Extracted records
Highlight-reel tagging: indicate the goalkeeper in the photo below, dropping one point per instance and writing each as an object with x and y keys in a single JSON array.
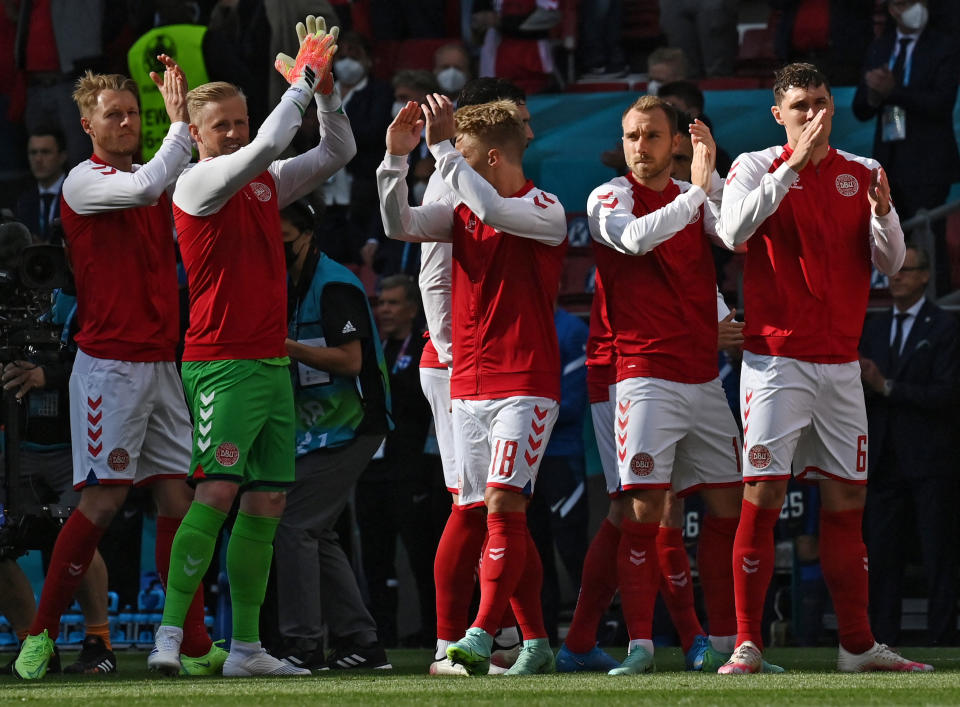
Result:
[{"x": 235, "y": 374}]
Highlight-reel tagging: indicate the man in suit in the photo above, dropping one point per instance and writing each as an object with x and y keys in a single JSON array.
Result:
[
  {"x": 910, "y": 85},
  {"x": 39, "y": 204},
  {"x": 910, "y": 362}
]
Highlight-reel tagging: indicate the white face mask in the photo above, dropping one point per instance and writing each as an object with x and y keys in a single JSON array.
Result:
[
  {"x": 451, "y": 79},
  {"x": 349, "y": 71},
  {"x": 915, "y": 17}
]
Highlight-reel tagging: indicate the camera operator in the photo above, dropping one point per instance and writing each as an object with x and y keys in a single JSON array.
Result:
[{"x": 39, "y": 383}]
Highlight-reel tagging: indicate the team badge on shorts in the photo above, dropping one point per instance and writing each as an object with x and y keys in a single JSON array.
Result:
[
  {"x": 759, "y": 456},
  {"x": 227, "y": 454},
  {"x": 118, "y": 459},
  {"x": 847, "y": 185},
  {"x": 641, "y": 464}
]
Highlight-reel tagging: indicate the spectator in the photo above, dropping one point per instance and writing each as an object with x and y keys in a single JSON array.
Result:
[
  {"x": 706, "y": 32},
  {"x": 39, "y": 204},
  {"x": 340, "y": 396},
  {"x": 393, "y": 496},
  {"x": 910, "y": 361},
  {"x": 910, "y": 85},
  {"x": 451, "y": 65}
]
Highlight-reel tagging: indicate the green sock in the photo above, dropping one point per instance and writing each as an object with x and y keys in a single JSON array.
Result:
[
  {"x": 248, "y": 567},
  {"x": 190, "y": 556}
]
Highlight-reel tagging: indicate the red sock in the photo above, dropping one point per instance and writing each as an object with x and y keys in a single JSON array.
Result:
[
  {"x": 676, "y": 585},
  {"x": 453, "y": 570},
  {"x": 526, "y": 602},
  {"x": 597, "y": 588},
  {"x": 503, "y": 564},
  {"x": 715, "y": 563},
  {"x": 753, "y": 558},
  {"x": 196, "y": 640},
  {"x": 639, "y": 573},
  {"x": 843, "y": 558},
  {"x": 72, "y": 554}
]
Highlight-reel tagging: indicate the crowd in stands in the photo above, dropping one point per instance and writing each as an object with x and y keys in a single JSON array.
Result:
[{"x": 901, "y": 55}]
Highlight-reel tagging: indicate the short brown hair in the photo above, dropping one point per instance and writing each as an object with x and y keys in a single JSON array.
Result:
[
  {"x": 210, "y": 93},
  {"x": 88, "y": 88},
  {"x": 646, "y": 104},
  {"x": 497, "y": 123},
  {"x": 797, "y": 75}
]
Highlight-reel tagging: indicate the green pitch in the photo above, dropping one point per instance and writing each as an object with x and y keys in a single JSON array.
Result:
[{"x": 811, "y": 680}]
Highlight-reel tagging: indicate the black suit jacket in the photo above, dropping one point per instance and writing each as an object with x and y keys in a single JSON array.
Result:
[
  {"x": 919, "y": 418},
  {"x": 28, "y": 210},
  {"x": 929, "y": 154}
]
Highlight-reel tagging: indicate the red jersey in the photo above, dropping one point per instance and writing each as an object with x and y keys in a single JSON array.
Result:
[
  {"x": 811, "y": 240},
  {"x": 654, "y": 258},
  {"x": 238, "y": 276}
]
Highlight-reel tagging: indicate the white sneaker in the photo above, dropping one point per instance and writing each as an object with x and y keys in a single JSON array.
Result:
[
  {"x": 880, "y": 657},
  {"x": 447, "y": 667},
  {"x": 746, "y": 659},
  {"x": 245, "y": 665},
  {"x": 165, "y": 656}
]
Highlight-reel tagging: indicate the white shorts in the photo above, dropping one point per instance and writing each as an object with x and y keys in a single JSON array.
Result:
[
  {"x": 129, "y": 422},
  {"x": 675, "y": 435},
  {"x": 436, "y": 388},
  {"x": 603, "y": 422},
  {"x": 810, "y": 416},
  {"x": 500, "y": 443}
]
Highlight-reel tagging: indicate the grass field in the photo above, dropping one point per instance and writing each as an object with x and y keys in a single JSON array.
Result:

**What needs to be done**
Checking each line of the data, count the ones containing "sock", and give only that count.

**Output**
2